# Data shown:
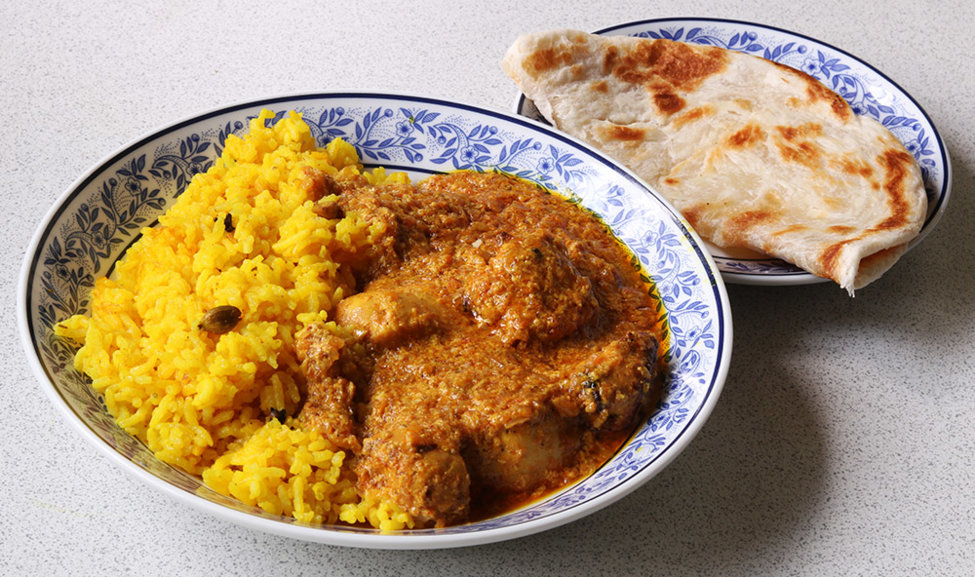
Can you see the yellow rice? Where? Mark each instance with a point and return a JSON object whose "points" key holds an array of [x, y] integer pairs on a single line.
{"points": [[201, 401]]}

==

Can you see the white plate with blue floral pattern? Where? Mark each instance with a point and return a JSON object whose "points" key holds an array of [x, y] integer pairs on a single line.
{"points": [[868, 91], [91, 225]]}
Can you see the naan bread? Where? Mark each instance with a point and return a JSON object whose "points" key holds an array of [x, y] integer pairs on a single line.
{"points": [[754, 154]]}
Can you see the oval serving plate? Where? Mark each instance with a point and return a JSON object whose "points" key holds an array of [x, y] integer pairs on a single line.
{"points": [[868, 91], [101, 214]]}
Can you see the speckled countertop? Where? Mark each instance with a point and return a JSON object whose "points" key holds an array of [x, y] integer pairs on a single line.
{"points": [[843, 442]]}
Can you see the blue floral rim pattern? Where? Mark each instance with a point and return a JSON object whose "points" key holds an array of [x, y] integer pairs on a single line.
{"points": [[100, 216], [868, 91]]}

--

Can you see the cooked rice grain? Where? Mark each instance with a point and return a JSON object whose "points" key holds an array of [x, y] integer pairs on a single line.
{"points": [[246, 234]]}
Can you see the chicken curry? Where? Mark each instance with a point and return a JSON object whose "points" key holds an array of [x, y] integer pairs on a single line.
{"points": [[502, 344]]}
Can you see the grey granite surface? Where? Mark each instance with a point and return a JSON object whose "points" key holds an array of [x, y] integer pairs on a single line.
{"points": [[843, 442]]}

# The task:
Show every line of the listing above that contains the word "pattern". Case counts.

# Reply to the exercise:
Can you see the white plate with blue floral pattern? Where? Mark each instance with a point and return a JSON object whose "points" key holds an array of [x, y] integer pairs on a single line.
Can you see the blue floral rim pattern? Where? Mark each instance with a point and return a JSON object whose "points" key holds an array of [x, y] integer pairs on a single line.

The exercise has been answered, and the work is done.